▶ [Quoted passage]
* * *

Though the administration says it plans to scale back some of the increases before a March 16 bill hearing, the proposal has given an opening to O'Malley's political foes, who have teed off on the plan.

"There may be a false perception that boat owners in our state can easily afford a fee hike," state Sen. Nancy Jacobs, a Harford County Republican, said in a news release. "But I think the majority of them are not well-heeled and prioritize their spending to keep their love of boating alive."

Norris said Republican orthodoxy has held that fees are a better way to pay for government services than taxes because — at least in theory –– they are paid by the users of a specific service. As an example, he pointed to admission fees charged for entry to state parks.

"Not everyone's going to consume that, so why should everybody pay for it?" Norris asked.

In 2004, faced with a pressing need for transportation revenue, Ehrlich proposed a package that included a near-doubling of the motor vehicle registration fee. Republican lawmakers, loyal to a governor of their party and relieved that he hadn't proposed a gas tax increase, voted overwhelmingly in favor of the package.

Ehrlich also originated the $2.50-a-month fee that finances the Bay Restoration Fund. Many Democrats applauded that decision — but not before hanging the "flush tax" label on it and making sure that the fee applied to homes on septic systems as well as those on public water and sewer.

The fee increases would come back to haunt Ehrlich. In 2006 and 2010, O'Malley, moving to counter Ehrlich's portrayal of him as a "tax-and-spend" liberal, ran effective campaign ads hammering his Republican opponent over fees. O'Malley won both times.

Republicans have absorbed that message and now are turning it against the governor.

* * *

▶ [The problem] Write out word for word the stretch of the fee-increase article from "Norris said Republican" through "of the package.".

* * *

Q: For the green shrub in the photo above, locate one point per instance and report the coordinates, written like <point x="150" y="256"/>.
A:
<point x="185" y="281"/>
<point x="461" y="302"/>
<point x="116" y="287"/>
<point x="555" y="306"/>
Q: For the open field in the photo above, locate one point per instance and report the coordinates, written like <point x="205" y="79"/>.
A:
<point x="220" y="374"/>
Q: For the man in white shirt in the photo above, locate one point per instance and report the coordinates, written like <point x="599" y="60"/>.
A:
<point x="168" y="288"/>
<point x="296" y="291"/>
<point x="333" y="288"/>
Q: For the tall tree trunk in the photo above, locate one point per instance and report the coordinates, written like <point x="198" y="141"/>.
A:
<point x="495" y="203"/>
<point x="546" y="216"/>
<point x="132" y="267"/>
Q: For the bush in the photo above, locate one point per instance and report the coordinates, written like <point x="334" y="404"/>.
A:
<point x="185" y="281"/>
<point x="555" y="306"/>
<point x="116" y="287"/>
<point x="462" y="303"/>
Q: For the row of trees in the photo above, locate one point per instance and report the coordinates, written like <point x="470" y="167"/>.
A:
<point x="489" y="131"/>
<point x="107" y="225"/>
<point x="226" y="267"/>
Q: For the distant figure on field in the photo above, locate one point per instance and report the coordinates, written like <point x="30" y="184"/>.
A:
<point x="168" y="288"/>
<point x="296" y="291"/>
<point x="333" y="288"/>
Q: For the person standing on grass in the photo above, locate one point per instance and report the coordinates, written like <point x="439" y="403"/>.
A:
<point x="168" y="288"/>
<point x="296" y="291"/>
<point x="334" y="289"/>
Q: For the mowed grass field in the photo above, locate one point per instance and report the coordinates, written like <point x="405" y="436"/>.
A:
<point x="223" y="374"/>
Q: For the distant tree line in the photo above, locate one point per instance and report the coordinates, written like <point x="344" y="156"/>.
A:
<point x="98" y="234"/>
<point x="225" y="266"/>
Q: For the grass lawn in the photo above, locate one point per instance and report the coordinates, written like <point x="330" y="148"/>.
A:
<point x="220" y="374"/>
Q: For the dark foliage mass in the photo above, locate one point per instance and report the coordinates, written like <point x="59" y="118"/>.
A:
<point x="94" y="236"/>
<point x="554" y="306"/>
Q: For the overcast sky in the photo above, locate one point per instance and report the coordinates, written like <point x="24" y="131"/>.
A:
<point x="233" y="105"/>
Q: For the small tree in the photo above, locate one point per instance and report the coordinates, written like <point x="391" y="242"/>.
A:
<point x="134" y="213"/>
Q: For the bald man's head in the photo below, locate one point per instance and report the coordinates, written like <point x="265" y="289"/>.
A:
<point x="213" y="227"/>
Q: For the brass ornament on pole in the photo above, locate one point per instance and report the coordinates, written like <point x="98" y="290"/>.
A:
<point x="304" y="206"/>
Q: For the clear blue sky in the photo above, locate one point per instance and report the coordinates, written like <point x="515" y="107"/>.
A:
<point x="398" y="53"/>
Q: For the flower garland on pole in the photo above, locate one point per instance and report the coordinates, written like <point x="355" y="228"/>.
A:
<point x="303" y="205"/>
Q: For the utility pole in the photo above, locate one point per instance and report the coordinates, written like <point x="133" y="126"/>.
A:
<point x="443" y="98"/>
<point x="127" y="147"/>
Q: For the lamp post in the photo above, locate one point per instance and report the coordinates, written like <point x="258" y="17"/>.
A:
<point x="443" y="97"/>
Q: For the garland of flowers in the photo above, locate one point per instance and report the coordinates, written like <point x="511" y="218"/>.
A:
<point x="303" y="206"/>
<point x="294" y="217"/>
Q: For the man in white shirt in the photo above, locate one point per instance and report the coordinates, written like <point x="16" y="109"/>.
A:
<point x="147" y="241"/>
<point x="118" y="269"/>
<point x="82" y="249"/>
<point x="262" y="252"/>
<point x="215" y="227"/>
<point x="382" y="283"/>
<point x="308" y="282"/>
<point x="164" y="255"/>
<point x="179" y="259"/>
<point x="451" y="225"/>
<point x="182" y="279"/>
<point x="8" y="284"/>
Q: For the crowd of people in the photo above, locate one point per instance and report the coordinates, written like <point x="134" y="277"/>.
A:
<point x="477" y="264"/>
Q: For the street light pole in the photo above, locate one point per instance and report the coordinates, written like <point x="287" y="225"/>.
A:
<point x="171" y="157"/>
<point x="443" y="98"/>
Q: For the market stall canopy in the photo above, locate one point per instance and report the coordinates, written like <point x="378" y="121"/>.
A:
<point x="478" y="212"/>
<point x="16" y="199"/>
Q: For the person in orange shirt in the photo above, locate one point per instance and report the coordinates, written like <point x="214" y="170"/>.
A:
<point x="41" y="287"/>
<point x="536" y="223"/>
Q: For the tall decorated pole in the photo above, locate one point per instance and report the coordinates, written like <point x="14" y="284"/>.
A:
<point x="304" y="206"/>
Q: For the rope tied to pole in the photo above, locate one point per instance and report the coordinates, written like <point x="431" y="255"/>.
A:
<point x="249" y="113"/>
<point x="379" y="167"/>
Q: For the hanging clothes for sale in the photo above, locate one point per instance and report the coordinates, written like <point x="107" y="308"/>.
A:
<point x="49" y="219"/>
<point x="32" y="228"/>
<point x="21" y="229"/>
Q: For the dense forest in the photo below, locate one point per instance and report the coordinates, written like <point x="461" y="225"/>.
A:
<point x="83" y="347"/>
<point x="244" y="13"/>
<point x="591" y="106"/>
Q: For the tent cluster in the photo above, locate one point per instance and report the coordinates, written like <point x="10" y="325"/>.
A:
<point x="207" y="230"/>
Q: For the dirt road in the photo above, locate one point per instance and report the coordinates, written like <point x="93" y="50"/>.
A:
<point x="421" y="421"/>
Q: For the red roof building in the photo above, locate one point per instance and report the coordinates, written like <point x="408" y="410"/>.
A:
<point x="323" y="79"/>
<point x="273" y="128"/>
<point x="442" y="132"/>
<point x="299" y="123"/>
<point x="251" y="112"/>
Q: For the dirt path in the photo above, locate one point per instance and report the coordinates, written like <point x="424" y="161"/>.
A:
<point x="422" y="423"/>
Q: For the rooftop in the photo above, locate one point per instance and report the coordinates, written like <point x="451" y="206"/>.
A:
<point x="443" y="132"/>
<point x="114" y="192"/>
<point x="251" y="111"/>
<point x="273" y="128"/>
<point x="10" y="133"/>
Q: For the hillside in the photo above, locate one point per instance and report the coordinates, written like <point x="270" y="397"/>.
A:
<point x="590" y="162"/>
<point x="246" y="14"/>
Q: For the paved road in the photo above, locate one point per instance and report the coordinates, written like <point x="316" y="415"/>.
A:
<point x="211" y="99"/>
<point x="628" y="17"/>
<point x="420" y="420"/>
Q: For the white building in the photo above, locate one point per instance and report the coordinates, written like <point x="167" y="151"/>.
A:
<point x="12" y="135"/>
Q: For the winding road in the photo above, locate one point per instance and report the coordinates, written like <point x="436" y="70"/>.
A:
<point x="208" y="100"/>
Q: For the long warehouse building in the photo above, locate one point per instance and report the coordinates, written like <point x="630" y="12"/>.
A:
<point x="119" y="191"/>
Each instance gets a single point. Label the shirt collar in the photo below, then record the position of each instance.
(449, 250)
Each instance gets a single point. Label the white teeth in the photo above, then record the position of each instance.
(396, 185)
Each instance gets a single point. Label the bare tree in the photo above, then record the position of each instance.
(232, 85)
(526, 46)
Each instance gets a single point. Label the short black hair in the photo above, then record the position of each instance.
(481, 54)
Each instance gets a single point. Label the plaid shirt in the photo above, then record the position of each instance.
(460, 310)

* * *

▶ [The answer]
Norris said Republican orthodoxy has held that fees are a better way to pay for government services than taxes because — at least in theory –– they are paid by the users of a specific service. As an example, he pointed to admission fees charged for entry to state parks.

"Not everyone's going to consume that, so why should everybody pay for it?" Norris asked.

In 2004, faced with a pressing need for transportation revenue, Ehrlich proposed a package that included a near-doubling of the motor vehicle registration fee. Republican lawmakers, loyal to a governor of their party and relieved that he hadn't proposed a gas tax increase, voted overwhelmingly in favor of the package.